▶ [Selection]:

# New Plant from Indonesia



## Garnelenfreund (Sep 2, 2006)

Hello,

I also need some help identifying this plant. They was imported by Mimbon Aquarium from Sulawesi.

Picture:
http://www.garnelenforum.de/board/attachment.php?attachmentid=6772&d=1206782270
http://www.garnelenforum.de/board/attachment.php?attachmentid=6773&d=1206782276
http://www.garnelenforum.de/board/attachment.php?attachmentid=6774&d=1206782284

Thanks a lot and greetings from Germany,
Alexander


----------



## BryceM (Nov 6, 2005)

You can't see the photos without logging in to the site. Not too many people here speak German, so you probalby won't get much of a response. I suggest you post the photos directly.


----------



## Garnelenfreund (Sep 2, 2006)

I dont knew, that you must Login to see the Picture...

Alexander


----------



## AaronT (Apr 26, 2004)

That looks very interesting. Does it grow as a floating plant?


----------



## Cavan Allen (Jul 22, 2004)

It looks like a macro alga of some kind.


----------



## gibmaker (Jan 3, 2007)

▶ [Extracted information]:
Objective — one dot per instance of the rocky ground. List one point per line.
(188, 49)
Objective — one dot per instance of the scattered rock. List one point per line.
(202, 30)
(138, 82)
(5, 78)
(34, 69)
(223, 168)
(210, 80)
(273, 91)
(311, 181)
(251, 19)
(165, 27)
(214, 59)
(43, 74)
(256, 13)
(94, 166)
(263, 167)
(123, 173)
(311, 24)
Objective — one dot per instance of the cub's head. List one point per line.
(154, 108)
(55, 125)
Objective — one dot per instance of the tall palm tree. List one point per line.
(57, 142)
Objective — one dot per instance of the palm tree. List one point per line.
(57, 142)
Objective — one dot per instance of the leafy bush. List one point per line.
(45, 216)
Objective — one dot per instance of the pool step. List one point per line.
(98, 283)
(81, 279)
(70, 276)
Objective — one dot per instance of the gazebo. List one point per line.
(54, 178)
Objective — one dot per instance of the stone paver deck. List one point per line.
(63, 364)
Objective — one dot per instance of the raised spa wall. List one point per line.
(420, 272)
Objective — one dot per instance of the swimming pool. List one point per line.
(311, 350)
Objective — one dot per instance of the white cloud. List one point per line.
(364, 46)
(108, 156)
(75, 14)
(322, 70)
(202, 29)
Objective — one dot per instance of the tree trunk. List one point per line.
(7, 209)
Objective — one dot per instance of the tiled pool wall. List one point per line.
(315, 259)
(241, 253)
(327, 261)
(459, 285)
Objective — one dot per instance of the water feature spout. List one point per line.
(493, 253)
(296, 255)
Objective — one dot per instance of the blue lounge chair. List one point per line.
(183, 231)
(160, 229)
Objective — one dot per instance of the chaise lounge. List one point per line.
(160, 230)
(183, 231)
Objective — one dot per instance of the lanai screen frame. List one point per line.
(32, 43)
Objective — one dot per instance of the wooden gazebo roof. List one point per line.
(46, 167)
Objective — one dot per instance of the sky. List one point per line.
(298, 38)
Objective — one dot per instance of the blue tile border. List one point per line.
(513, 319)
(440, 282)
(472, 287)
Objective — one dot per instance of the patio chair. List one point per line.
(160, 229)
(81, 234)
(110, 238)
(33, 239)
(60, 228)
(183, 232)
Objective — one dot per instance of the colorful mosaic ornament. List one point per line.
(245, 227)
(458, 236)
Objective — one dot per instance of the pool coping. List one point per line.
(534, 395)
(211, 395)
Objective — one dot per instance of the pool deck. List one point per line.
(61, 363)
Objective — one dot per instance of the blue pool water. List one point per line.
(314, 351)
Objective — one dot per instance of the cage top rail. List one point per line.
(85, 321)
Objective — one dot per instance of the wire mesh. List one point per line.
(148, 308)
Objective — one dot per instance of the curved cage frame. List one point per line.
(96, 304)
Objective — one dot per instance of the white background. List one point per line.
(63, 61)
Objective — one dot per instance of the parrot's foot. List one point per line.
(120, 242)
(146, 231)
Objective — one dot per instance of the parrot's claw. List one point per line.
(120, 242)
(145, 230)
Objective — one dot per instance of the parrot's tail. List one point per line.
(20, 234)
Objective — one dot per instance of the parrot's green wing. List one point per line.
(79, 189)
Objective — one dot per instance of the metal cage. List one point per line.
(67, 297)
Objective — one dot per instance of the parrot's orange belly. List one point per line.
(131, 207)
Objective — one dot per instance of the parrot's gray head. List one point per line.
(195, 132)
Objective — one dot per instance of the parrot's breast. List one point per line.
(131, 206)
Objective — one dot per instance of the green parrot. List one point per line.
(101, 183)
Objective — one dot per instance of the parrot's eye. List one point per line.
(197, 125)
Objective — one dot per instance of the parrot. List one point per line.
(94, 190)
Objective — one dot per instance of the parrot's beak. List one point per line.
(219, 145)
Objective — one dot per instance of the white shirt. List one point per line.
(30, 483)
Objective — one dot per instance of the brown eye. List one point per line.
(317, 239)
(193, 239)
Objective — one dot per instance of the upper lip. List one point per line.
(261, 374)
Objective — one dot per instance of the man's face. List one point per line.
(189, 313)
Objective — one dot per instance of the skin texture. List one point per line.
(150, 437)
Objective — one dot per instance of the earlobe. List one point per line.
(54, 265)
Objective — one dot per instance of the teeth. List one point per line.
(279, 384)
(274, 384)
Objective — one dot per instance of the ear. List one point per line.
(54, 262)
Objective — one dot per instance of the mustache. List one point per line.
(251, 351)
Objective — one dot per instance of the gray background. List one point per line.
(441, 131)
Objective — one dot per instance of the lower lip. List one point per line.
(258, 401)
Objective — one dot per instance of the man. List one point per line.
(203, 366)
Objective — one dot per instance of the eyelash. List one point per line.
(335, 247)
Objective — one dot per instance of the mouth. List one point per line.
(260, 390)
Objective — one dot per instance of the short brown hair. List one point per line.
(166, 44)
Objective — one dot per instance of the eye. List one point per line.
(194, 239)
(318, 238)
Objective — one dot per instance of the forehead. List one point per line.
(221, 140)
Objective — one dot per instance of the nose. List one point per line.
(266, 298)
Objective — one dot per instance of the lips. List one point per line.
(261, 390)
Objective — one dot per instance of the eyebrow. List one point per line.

▶ [What this task involves]: Continue the forum thread on identifying the plant from Sulawesi, picking up from its final line. The lines above come from a separate source and are unrelated to the thread.

▶ [Task answer]:
Well, if those little orange dots all over it are flowers or buds or something of that nature I would have to say that it was growing out of water (or spores)


----------



## mistergreen (Mar 3, 2007)

looks like parsley


----------



## orlando (Feb 14, 2007)

mistergreen said:


> looks like parsley


Eat It!


----------



## mistergreen (Mar 3, 2007)

it does look like macro algae doesn't it... Are there cases of freshwater macros?

if you can send me some, I can look at it under the microscope for you.
ehmm.


----------



## Cavan Allen (Jul 22, 2004)

Sure, there are a bunch. _Chara_ species are common ones. They smell like burned rubber bands. I wouldn't be surprised if the one pictured does too.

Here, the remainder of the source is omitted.